* **SELECTED TEXT**

☆ ☆ ☆ ☆

Tagged: lubrication

Used Oil Analysis Tips

“When should an oil sample really be taken?”

In used oil analysis, oil samples can be taken at any time, but one should always consider the insight that they are trying to gain before testing the sample. This is crucial in deciding the type of tests and the intervals at which they should be performed.

For instance, if we are testing the quality of the oil or we want to compare a fresh batch to a used one, then we can take a sample directly from the drum. 

If we are trying to decide the rate at which the additives are being depleted or wear being accumulated then we can take a sample at different operating hours to trend the data. This method can work if we are trying to determine the most appropriate run time for a lubricant in particular conditions.

However, if we are trying to track the health of the components on a regular basis as part of our PM program then taking a sample at the end of the scheduled maintenance interval is desired.

Taking an oil sample from a component is like performing a blood test by the doctor. It helps us to understand what’s really happening. It can show us if there is excessive wear, contamination or lubricant degradation which allows us to identify its “health”. However, the correct tests need to be carried out to determine these conditions.

There must be a reason behind taking the oil sample, not just a random act. When trying to establish a trend regarding a particular aspect of the oil, this should guide your choice of tests otherwise we can end up paying for tests that do not add value.

Always ensure sound reasoning behind testing rather than just checking the box!

While taking an oil sample at the end of the scheduled operating hours is very convenient, is it truly efficient?

When a piece of equipment is scheduled for maintenance, it is usually taken out of service for a couple of hours to perform the assigned maintenance tasks.

However, if an oil sample is taken a couple days in advance of the scheduled maintenance, then when the results return the maintenance team can be on the lookout for issues highlighted by the results.

For instance, if the value for iron was significant or rising then they can perform inspections for areas which may cause this type of wear and address this challenge while the equipment is offline.

Lubricant Deterioration Identifications

There’s a major difference between Shelf life and Service life especially when it concerns lubricants!

No one wants to put expired lubricants into their equipment! This can cause unexpected failures which can lead to unplanned downtime which can continue to spiral down the costly path of unproductivity!

The Shelf life is usually what is stamped by the Manufacturer indicating the length of time the product can remain in its current packaging before being deemed unsuitable for use. These can typically be found on the packaging.

The Service life however is determined by the application and conditions under which the lubricant is being used. Usually, estimated running hours / mileage are given by the equipment manufacturer in the maintenance section of the manual. (Condition monitoring can also be used to determine appropriate service intervals.)

However, how will someone know if the product has deteriorated while still in its original packaging?  What should someone typically look for?

Above are some tips for identification of deterioration in lubricants. Take a note of these for the next time you are unsure of the integrity of your lubricants.

Conditions that affect lubricants

How are your lubricants currently stored? Are you storing lubricants under the correct conditions? What conditions affect lubricants?

☆ ☆ ☆ ☆

* **TASK BRIEF**
Pick up the lubrication article above after its final line and carry it forward.

☆ ☆ ☆ ☆

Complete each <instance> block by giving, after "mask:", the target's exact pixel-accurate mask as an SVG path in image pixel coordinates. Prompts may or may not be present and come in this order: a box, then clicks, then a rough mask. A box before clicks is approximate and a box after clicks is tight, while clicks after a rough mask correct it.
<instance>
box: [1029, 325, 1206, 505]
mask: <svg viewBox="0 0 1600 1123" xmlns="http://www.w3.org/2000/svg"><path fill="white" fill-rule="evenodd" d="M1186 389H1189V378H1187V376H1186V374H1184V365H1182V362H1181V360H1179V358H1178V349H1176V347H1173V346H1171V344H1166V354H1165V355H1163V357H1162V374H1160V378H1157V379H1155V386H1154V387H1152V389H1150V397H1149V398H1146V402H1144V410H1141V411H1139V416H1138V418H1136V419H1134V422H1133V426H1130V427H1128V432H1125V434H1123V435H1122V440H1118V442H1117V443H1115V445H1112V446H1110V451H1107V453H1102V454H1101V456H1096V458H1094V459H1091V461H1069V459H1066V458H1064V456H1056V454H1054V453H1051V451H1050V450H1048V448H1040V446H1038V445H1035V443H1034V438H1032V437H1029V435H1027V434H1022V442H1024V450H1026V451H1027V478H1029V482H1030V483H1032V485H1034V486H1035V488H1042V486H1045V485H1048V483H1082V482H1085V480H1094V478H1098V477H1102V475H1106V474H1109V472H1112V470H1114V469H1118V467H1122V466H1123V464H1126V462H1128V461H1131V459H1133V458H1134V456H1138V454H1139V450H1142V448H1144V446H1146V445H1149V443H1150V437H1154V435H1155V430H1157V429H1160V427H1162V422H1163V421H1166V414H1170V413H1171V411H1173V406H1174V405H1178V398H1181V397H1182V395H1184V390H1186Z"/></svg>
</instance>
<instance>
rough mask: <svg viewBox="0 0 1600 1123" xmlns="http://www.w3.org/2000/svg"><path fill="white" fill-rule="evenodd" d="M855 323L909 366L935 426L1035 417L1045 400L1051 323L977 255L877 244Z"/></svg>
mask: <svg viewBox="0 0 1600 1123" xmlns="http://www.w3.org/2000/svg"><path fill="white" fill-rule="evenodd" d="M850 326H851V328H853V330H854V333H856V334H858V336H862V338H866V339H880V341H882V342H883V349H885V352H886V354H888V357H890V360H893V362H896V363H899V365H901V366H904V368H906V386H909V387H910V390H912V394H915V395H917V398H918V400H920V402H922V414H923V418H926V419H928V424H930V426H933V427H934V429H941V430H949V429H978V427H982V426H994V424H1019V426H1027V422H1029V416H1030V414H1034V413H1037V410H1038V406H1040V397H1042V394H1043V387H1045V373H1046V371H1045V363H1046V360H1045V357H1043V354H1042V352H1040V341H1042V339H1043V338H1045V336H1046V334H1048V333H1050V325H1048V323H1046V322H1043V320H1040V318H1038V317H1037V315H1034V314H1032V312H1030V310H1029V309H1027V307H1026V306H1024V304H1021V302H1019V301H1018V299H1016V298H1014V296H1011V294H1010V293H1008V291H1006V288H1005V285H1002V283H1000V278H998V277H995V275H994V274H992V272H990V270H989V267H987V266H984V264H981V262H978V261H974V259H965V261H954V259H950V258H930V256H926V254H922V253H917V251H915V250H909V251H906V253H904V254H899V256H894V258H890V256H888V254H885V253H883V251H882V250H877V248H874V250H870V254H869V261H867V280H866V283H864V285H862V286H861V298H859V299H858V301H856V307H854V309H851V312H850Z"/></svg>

☆ ☆ ☆ ☆

* **OUTPUT FOR THIS TASK**
These questions have come up a dozen times during audits and countless warehouse meetings. To answer these questions, there are five main conditions that can affect lubricants. We have detailed them below along with the effects of these conditions on the lubricant.

  • Temperature – if incorrect can lead to oxidation. For every 10C rise in temperature above 40C the life of the lubricant is halved.
  • Light – too much can lead to oxidation especially for light sensitive lubricants such as transformer oils. Hence the reason that most packaging is opaque.
  • Water – this usually works with additives to cause their depletion or contamination of the product. Water in any lubricant is bad (especially for transformer oils as they are involved in the conduction of electricity.
  • Particulate contamination – contamination can occur by air borne particles if packaging is left open or if dirty containers/vessels are used to transfer the lubricant from its packaging to the component.
  • Atmospheric contamination – this affects viscosity and promotes oxidation and can occur if packaging is left open. For instance, if a drum is not properly resealed or capped after usage or the most common practice of leaving the drum open with the drum pump on the inside.

Different types of lubricant degradation

Why is it important to know the types of lubricant degradation? It’s important since it helps us to figure out why or in some instance how, the lubricant degraded! Usually degradation is the change that occurs when the lubricant can no longer execute its five main functions:

  • the reduction of friction
  • minimization of wear
  • distribution of heat
  • removal of contaminants and 
  • improvement of efficiency.

There are 6 main types of Lubricant Degradation as detailed below. Each type produces various by products which can enable us to understand the reason for the degradation and eliminate that / those reasons.

Here are the 6 main types of Lubricant Degradation:

1. Oxidation
2. Thermal Breakdown
3. Microdieseling
4. Additive Depletion
5. Electrostatic Spark Discharge
6. Contamination

As discussed above, each mechanism produces distinct results which help us in their identification! Check out our article on why lubricants fail for more info!

Oxidation

One of the major types of oil degradation is Oxidation. But what is it exactly, as applied to a lubricant?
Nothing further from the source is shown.